Document segment
== Segment start ==

According to the BRC-Sensormatic IQ Footfall Monitor for January, total UK footfall increased by 12.5% year on year, partly due to the presence of some Covid restrictions in January 2022.

This was a 2.6 percentage point drop from footfall growth in December, but better than the overall three-month average increase of 10.3% as the trend continues towards a recovery in shopper numbers.

High street footfall increased by 20.2% in January, better than the three-month average increase of 15.2%.

Shopping centre footfall increased by 12.4% in January, against a three-month average increase of 10.2%.

However, retail parks saw footfall decrease by 3.5% in January, which was 1.9 percentage points worse than last month’s rate and worse than the three-month average decline of 2.9%.

Compared with pre-pandemic levels of four years ago, total footfall decreased by 6.5%, with high streets down by 8.5%, retail parks by 7.7%, and shopping centres by 25.2%.

BRC CEO Helen Dickinson commented: “Footfall saw strong growth this month as employees made more trips into the office and international tourism improved, compared with last year when some Covid restrictions were in place.

“Growth was most pronounced in high streets and shopping centres as many shoppers sought out a bargain in the January sales. Meanwhile, retail parks faltered as the cost of living crisis put many shoppers off buying big-ticket home products often located there.

== Segment end ==

Collected data
== Segment start ==

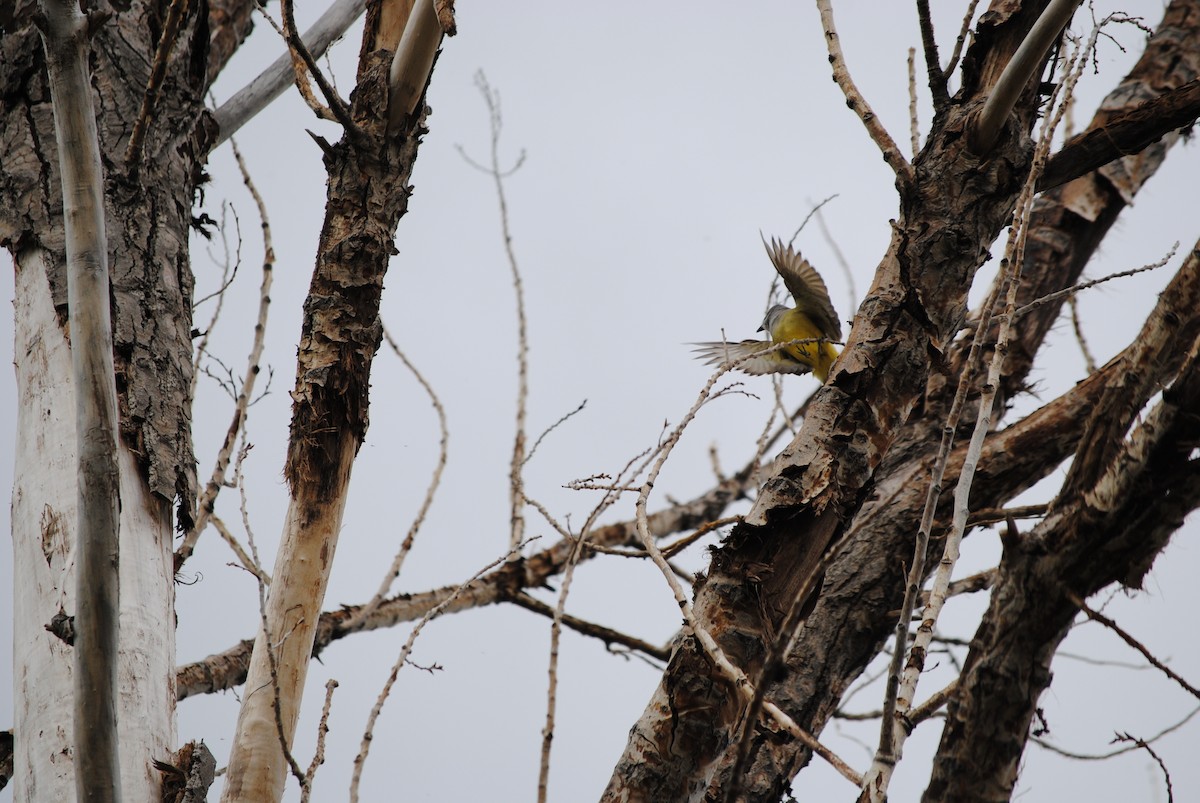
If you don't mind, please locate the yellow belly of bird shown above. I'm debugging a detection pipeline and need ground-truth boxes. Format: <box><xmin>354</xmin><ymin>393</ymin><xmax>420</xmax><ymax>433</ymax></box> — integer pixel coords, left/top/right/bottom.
<box><xmin>770</xmin><ymin>310</ymin><xmax>838</xmax><ymax>382</ymax></box>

== Segment end ==

To do
a) In the UK footfall report, how did shopping centre footfall compare with pre-pandemic levels of four years ago?
b) Continue the UK footfall report from its last sentence.

Answers provided
a) It was down by 25.2%.

b)
“Retailers will welcome this recovery, and despite the cost of living squeeze, footfall has continued towards its pre-pandemic levels. The challenge for retailers will be to convert this extra footfall into sales, at a time when many consumers are reining in their discretionary spending. Government could capitalise on the growth in tourism by reintroducing VAT-free shopping to help entice even more international shoppers to the UK.”

Andy Sumpter, retail consultant EMEA for Sensormatic Solutions, added: “High street performance started off the year on a positive footing, with total UK footfall seeing a robust rise on 2021 levels. Shopper counts rallied despite the threat of disruption from ongoing rail strikes, cold snaps and shaky consumer confidence.

“While retailers will take heart from the demand signals that bricks-and-mortar remains shoppers’ channel of choice, footfall levels hover stubbornly just below pre-pandemic levels, even though January saw the highest recovery point in the past year.

“With the economic outlook continuing to put inflationary pressures on consumers’ discretionary spend and, facing inflationary pressures of their own across their manufacturing, supply chain and labour costs, retailers will once again have to run even faster to stand still. This will put the emphasis squarely on doubling down on operational efficiencies, as well as focusing on core ranging that delivers value to price-sensitive shoppers.”

Morning update

On the markets this morning, the FTSE 100 has opened up fractionally at 7,827pts.

Risers include Nichols, up 5.9% to 1,045p, McBride, up 2.2% to 23p and B&M European Value Retail, up 2.1% to 486.9p.

Fallers include THG, down 4.3% to 59.3p, Fever-Tree, down 2.1% to 1,128.3p and Deliveroo, down 1.8% to 94p. 

Yesterday in the City

The FTSE 100 closed yesterday up 0.8% at 7,820.2pts after the Bank of England raised interest rates and suggested a 2023 recession would be shallower than first forecast.

Risers include Ocado, which jumped 11.3% to 734.8p, and Ocado’s retail partner Marks & Spencer, which was up 7.3% to 161.1p.

Other risers included THG, up 6.7% to 62p, Greencore, up 6.5% to 86.5p, Just Eat Takeaway.com, up 6.4% to 2,166p, Fever-Tree, up 5.8% to 1,152p and B&M European Value Retail, up 5.4% to 477.1p.

The day’s fallers included Nichols, down 4.7% to 986.5p, Hotel Chocolat, down 1.3% to 224p, Reckitt Benckiser, down 1.2% to 5,626p and Imperial Brands, down 0.8% to 2,034p.